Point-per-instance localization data
▬▬▬▬▬▬▬▬▬▬

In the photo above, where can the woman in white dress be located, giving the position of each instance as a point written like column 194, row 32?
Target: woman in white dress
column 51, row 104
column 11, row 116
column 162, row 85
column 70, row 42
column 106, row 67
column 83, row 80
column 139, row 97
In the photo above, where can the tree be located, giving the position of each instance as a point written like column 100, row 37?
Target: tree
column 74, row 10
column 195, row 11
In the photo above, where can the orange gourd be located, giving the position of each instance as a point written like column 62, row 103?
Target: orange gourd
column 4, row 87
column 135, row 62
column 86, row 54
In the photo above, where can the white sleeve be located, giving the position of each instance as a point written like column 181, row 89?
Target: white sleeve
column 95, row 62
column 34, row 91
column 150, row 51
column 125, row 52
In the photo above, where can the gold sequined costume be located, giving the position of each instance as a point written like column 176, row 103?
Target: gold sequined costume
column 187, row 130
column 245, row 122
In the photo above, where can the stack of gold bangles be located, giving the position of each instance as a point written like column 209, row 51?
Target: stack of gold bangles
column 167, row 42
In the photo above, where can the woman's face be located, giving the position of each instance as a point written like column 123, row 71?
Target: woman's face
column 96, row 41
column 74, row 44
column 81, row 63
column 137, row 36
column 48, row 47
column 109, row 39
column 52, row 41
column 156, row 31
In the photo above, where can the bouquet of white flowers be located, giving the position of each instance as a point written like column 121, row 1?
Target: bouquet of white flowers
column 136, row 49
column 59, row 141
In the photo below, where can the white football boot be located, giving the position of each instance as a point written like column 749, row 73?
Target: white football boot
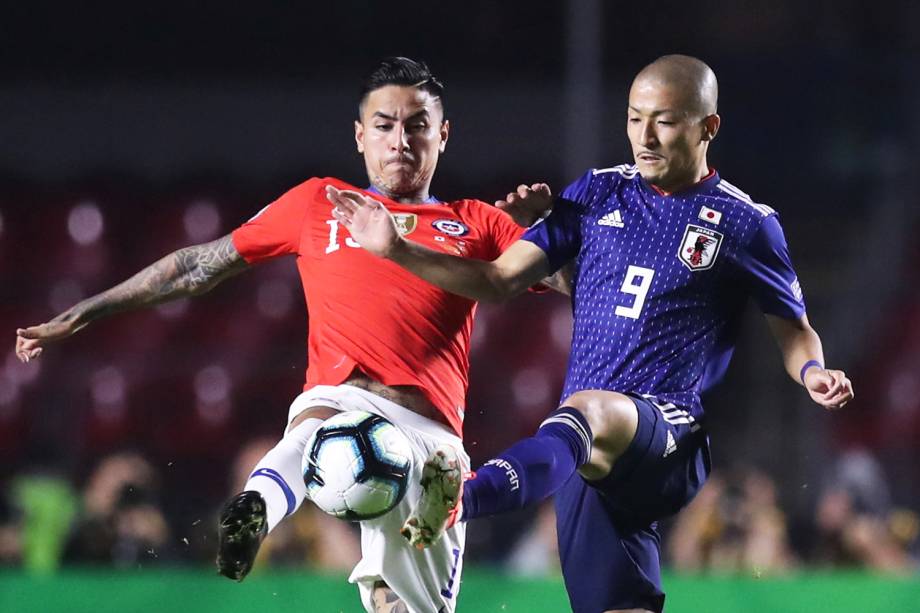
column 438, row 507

▬▬▬▬▬▬▬▬▬▬

**TASK TO CARRY OUT:** Give the data above again, exactly and completely. No pictures go in.

**ANSWER SPACE:**
In the photo above, where can the woman in white dress be located, giving the position of each instance as a point written like column 194, row 32?
Target: woman in white dress
column 51, row 104
column 11, row 116
column 162, row 85
column 70, row 42
column 106, row 67
column 83, row 80
column 139, row 97
In the photo above, where can the tree be located, giving the position of each instance as a point written like column 100, row 37?
Target: tree
column 74, row 10
column 195, row 11
In the photo above, where can the orange gourd be located, giving the position of each instance as a point written like column 62, row 103?
Target: orange gourd
column 4, row 87
column 135, row 62
column 86, row 54
In the photo above, where can the white sleeve be located, giving the position of each instance as a point written like column 181, row 89?
Target: white sleeve
column 95, row 62
column 34, row 91
column 150, row 51
column 125, row 52
In the photo above, where can the gold sequined costume be located, giving the position of each instance as a point written like column 176, row 103?
Target: gold sequined costume
column 187, row 130
column 245, row 122
In the photo above, where can the stack of gold bangles be located, giving the position of each instance as a point written like column 209, row 51?
Target: stack of gold bangles
column 167, row 42
In the photo above, where can the woman's face be located, giving the position of each instance as a point written like column 123, row 71?
Target: woman's face
column 96, row 41
column 74, row 44
column 81, row 63
column 137, row 36
column 48, row 47
column 109, row 39
column 52, row 41
column 156, row 31
In the photo above, where can the bouquet of white flowers be located, giving the position of each instance as a point written like column 121, row 1?
Target: bouquet of white flowers
column 136, row 49
column 59, row 141
In the photo below, where can the white football boot be located, giving the position of each instance as a point written like column 749, row 73?
Target: white football boot
column 438, row 507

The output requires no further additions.